WRITTEN INSTRUCTION
Copy out all of the material exactly.

((

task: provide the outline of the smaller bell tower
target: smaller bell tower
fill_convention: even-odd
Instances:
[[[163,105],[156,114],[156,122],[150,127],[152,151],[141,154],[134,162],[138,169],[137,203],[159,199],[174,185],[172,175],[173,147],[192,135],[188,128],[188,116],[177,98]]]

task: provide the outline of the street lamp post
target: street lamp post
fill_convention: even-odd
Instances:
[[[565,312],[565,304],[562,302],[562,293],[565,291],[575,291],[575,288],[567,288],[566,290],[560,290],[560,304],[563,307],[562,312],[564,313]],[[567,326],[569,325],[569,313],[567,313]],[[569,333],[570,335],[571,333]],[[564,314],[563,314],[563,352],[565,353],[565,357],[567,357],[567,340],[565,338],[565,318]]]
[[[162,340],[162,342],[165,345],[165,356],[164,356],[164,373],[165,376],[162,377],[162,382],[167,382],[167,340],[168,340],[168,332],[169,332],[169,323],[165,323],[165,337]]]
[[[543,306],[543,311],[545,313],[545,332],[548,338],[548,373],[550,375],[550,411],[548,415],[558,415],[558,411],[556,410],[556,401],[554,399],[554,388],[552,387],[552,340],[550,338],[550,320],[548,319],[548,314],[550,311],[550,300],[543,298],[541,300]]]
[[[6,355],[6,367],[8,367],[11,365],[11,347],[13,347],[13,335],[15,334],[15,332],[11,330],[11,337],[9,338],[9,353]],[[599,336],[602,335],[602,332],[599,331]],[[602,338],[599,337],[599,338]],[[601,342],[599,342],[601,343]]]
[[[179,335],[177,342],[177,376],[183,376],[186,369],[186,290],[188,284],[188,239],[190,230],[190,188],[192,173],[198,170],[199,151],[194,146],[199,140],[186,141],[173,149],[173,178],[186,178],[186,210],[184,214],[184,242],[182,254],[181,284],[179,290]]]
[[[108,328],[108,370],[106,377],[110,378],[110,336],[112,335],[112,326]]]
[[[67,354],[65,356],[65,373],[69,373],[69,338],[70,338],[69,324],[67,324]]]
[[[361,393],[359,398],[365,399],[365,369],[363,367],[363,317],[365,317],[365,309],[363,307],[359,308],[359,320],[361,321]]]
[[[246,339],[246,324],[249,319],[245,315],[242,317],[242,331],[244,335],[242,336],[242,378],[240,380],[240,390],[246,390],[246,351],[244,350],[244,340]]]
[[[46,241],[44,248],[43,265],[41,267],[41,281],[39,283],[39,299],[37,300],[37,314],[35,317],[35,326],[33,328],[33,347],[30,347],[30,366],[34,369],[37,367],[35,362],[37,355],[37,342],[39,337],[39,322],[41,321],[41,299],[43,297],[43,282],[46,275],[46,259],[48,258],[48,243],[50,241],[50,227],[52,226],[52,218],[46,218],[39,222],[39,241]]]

))

COMPLETED EXERCISE
task: provide the outline of the smaller bell tower
target: smaller bell tower
fill_convention: even-odd
Instances:
[[[163,105],[156,114],[156,122],[150,127],[152,151],[141,154],[134,162],[138,169],[137,203],[159,199],[174,185],[172,175],[173,147],[192,135],[188,128],[188,116],[177,98]]]

task: provide the outline of the street lamp post
target: street lamp post
fill_convention: even-odd
Instances:
[[[565,312],[565,304],[562,302],[562,293],[565,291],[575,291],[575,288],[567,288],[566,290],[560,290],[560,304],[563,307],[562,312],[564,313]],[[567,326],[569,325],[569,313],[567,313]],[[569,333],[570,335],[571,333]],[[564,314],[563,314],[563,352],[565,353],[565,357],[567,357],[567,340],[565,338],[565,318]]]
[[[162,340],[162,342],[165,345],[165,356],[164,356],[164,373],[165,376],[162,377],[162,382],[167,382],[167,340],[168,340],[168,332],[169,332],[169,323],[165,323],[165,337]]]
[[[543,306],[543,311],[545,313],[545,332],[548,338],[548,373],[550,375],[550,411],[548,415],[558,415],[558,411],[556,410],[556,401],[554,399],[554,388],[552,387],[552,340],[550,338],[550,320],[548,319],[548,314],[550,311],[550,300],[543,298],[541,300]]]
[[[6,355],[6,367],[8,367],[11,365],[11,347],[13,347],[13,335],[15,334],[15,332],[11,330],[11,337],[9,338],[9,353]],[[599,336],[602,335],[602,332],[599,331]],[[602,338],[599,337],[599,338]],[[601,342],[599,342],[601,343]]]
[[[179,335],[177,342],[177,376],[183,376],[186,369],[186,290],[188,284],[188,239],[190,230],[190,188],[192,173],[198,170],[199,151],[194,146],[199,140],[186,141],[173,149],[173,178],[186,178],[186,210],[184,214],[184,242],[182,254],[181,284],[179,290]]]
[[[108,328],[108,370],[106,377],[110,378],[110,336],[112,335],[112,326]]]
[[[67,354],[65,356],[65,373],[69,373],[69,338],[70,338],[69,324],[67,324]]]
[[[361,393],[359,398],[365,399],[365,369],[363,367],[363,317],[365,317],[365,309],[363,307],[359,308],[359,320],[361,321]]]
[[[246,339],[246,324],[249,319],[245,315],[242,317],[242,331],[244,335],[242,336],[242,378],[240,380],[240,390],[246,390],[246,351],[244,350],[244,340]]]
[[[46,241],[44,248],[43,265],[41,267],[41,281],[39,283],[39,299],[37,300],[37,314],[35,317],[35,326],[33,328],[33,347],[30,347],[30,366],[34,369],[37,367],[35,362],[37,355],[37,342],[39,337],[39,322],[41,321],[41,299],[43,297],[43,282],[46,275],[46,259],[48,258],[48,243],[50,241],[50,227],[52,226],[52,218],[46,218],[39,222],[39,241]]]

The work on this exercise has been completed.